**Records from a collection:**
########################################
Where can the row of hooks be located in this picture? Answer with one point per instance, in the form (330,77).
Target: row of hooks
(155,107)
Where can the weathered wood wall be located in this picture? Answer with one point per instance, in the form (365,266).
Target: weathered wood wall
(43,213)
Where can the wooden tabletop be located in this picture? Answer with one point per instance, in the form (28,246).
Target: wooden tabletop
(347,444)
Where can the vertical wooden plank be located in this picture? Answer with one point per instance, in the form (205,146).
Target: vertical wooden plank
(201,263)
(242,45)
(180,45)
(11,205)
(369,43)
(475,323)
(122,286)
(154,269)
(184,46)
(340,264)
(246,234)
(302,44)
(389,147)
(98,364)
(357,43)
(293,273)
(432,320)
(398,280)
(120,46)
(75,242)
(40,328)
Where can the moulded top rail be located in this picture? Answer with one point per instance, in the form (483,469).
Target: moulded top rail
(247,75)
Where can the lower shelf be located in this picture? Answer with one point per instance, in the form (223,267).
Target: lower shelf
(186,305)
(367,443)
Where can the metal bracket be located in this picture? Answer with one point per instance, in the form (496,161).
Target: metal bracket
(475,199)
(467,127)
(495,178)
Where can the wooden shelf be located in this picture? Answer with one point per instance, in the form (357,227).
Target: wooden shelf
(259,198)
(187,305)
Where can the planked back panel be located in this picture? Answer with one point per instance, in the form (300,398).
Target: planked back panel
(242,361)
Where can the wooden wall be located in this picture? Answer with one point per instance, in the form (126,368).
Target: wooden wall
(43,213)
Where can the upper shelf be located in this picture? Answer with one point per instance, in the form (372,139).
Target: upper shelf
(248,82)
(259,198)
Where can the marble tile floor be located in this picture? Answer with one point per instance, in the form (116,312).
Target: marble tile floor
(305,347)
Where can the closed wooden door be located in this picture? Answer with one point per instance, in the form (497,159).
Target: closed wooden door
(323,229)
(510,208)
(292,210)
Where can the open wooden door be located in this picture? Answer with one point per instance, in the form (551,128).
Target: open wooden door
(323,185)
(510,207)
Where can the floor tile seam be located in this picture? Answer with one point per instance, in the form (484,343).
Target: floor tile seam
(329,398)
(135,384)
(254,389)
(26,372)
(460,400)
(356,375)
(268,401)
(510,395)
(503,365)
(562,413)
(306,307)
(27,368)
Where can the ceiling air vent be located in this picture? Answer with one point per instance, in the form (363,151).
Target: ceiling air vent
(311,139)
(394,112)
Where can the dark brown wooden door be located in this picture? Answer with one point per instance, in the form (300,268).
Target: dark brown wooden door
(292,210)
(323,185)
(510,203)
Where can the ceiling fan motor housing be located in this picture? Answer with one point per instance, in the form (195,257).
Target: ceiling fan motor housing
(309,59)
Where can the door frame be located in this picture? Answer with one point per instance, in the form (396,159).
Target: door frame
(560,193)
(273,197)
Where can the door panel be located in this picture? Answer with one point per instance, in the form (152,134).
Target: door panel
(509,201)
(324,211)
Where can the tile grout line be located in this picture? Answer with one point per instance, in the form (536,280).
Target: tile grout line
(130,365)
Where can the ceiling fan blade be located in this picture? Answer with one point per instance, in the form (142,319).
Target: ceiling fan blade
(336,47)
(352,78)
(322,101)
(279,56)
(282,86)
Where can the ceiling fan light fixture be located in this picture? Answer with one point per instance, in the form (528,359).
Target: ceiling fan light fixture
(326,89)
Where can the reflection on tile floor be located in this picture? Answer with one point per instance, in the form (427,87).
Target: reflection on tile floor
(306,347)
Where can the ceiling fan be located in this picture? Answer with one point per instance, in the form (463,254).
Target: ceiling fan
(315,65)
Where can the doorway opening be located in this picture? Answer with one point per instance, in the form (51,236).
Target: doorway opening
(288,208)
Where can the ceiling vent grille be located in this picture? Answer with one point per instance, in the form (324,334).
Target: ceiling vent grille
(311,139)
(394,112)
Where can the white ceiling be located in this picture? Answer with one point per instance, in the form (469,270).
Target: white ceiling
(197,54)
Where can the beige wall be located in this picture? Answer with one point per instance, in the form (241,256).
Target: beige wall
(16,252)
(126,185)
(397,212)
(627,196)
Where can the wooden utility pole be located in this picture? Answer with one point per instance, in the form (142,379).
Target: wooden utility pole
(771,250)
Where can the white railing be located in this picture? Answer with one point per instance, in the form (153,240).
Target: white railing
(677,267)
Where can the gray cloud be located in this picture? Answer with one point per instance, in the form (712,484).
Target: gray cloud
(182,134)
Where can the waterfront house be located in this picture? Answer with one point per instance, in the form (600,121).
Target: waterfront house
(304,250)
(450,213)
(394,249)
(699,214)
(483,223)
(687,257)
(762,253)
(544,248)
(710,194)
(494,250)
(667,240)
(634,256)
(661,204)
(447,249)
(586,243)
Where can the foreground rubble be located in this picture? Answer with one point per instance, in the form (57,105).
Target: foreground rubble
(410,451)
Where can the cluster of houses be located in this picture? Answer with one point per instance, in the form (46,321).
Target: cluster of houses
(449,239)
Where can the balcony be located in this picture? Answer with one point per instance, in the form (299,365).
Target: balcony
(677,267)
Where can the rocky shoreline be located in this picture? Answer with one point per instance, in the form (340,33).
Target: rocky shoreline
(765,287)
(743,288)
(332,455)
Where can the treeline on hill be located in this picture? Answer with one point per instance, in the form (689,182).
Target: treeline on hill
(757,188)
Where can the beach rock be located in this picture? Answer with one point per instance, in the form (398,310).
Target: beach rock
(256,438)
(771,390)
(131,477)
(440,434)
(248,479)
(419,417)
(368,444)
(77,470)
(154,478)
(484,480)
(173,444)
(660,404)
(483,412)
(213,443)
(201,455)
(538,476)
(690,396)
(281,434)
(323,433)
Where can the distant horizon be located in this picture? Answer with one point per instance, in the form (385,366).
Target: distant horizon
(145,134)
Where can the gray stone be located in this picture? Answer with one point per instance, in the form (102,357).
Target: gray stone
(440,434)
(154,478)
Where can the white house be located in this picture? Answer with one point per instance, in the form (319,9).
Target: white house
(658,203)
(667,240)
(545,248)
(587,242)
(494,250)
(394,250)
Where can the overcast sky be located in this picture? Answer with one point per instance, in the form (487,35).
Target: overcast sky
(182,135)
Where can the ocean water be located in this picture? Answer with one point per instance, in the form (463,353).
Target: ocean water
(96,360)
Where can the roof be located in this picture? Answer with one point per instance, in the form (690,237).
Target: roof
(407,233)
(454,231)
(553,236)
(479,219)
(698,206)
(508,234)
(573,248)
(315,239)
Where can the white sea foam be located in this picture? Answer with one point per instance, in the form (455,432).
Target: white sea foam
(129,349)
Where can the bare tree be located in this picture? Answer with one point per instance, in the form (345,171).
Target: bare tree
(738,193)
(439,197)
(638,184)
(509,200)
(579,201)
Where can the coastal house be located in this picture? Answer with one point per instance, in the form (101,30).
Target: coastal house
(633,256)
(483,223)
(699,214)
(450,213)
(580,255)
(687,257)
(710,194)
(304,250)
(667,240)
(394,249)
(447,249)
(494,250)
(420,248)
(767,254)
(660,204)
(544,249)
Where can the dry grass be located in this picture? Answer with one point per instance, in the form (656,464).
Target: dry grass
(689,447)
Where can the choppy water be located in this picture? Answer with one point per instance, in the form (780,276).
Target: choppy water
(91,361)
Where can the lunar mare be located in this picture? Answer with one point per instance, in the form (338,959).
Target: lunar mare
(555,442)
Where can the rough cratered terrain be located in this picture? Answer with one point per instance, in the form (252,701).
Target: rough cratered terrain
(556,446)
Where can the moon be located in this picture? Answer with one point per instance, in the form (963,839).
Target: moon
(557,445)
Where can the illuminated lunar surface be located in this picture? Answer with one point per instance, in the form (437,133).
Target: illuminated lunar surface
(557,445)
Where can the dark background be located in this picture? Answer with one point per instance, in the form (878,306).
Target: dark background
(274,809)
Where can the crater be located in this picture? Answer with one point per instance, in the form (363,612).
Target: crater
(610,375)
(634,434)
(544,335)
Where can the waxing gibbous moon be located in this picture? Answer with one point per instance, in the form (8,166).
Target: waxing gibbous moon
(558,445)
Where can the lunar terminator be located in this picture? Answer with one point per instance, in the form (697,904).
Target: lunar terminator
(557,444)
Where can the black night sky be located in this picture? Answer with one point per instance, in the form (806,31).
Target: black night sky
########################################
Copy out, character for character, the rows from the line containing "Where can the dark background" through the end of the rows, with both of those boundaries included.

Where can the dark background be located in this picture? Answer with one point per instance, in the form (878,306).
Target: dark background
(274,809)
Where can the crater be located in this picture? Answer with one point per instance, in the form (363,612).
Target: crater
(610,375)
(634,434)
(544,335)
Where can the waxing gibbous moon be located in this picture? Answer with one point per instance, in the form (8,166).
Target: waxing gibbous moon
(558,445)
Where can the lunar terminator be located in this picture? Answer with one point per instance, in the form (697,904).
Target: lunar terminator
(557,444)
Where can the black night sky be located in this picture? Answer with one point per instance, in the form (806,31).
Target: black night sky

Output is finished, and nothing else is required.